* **REQUIRED WORK**
a - From the article about lawsuits at Kentucky State University, list every proper name it gives for a person, school, office, or law, each only once.
b - Pull out the stretch of the entries from the line that contains "Draw the outline of every instance of the cake" through the last line of the entries, and reproduce those lines word for word.

* **DOCUMENT SEGMENT**
+ + + +

What’s going on at KSU? For one thing, lawsuits alleging harassment and misconduct.

Kentucky State University, where President M. Christopher Brown II suddenly resigned Tuesday, has been fighting a half-dozen lawsuits this year containing various allegations of misconduct by school officials.

Among the claims made in the suits:

Xavier Dillard, a KSU alumnus who helped run the college’s Student Support Services, said he was fired in 2018 for calling attention to the sexual harassment of students by several school officials, all now fired or resigned.

Xavier Dillard, then assistant director of Student Support Services at KSU, met with several students on campus to talk about succeeding academically. KSU fired him in 2018.
Xavier Dillard, then assistant director of Student Support Services at KSU, met with several students on campus to talk about succeeding academically. KSU fired him in 2018.

Dillard says he lost his job because he advocated for two students whose harassment complaints were being swept under the rug by administrators. KSU says it fired him for violating a federal law, the Family Educational Rights and Privacy Act, by including the students’ names in an email he sent about their allegations.

+ + + +

* **RECORDS FOR PROCESSING**

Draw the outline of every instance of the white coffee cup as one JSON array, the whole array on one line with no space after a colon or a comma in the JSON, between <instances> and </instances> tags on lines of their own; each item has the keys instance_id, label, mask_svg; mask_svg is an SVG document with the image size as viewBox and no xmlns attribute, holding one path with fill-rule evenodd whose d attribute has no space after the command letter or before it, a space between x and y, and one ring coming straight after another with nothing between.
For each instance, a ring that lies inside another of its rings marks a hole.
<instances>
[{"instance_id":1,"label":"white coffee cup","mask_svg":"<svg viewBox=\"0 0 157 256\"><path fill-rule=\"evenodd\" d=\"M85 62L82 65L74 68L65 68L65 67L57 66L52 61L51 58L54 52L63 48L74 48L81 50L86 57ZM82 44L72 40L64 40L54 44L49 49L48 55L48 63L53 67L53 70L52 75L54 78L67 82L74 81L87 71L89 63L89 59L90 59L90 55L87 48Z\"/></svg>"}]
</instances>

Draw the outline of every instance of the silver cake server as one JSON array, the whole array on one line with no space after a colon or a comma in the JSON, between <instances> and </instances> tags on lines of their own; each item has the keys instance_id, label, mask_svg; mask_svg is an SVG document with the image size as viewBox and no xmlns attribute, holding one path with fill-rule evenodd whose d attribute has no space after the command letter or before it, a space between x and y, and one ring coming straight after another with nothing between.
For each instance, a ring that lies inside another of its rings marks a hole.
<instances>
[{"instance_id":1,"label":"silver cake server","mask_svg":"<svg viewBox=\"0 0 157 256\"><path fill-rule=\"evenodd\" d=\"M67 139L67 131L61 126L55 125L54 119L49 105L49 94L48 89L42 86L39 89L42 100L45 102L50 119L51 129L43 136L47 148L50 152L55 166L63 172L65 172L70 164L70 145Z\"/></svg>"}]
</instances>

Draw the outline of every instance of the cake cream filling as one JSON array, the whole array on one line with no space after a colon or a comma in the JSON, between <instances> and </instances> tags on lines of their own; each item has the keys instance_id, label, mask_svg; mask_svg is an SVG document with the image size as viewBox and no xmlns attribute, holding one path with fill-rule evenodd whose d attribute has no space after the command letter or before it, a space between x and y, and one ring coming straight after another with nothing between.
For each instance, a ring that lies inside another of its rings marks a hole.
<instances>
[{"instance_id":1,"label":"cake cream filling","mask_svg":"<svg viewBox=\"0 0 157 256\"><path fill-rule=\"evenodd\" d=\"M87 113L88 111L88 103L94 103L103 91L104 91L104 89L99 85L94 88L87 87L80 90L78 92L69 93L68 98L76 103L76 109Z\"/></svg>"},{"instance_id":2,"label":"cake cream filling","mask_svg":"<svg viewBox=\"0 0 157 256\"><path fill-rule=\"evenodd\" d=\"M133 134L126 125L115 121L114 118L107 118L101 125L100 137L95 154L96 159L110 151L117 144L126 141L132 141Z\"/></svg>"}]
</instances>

+ + + +

* **TASK RESPONSES**
a -
- Kentucky State University (KSU)
- M. Christopher Brown II
- Xavier Dillard
- Student Support Services
- Family Educational Rights and Privacy Act

b -
Draw the outline of every instance of the cake cream filling as one JSON array, the whole array on one line with no space after a colon or a comma in the JSON, between <instances> and </instances> tags on lines of their own; each item has the keys instance_id, label, mask_svg; mask_svg is an SVG document with the image size as viewBox and no xmlns attribute, holding one path with fill-rule evenodd whose d attribute has no space after the command letter or before it, a space between x and y, and one ring coming straight after another with nothing between.
For each instance, a ring that lies inside another of its rings marks a hole.
<instances>
[{"instance_id":1,"label":"cake cream filling","mask_svg":"<svg viewBox=\"0 0 157 256\"><path fill-rule=\"evenodd\" d=\"M87 113L88 111L88 103L94 103L103 91L104 91L104 89L99 85L94 88L87 87L80 90L78 92L69 93L68 98L76 103L76 109Z\"/></svg>"},{"instance_id":2,"label":"cake cream filling","mask_svg":"<svg viewBox=\"0 0 157 256\"><path fill-rule=\"evenodd\" d=\"M133 134L126 125L115 121L114 118L107 118L101 125L100 137L95 154L96 159L110 151L117 144L126 141L132 141Z\"/></svg>"}]
</instances>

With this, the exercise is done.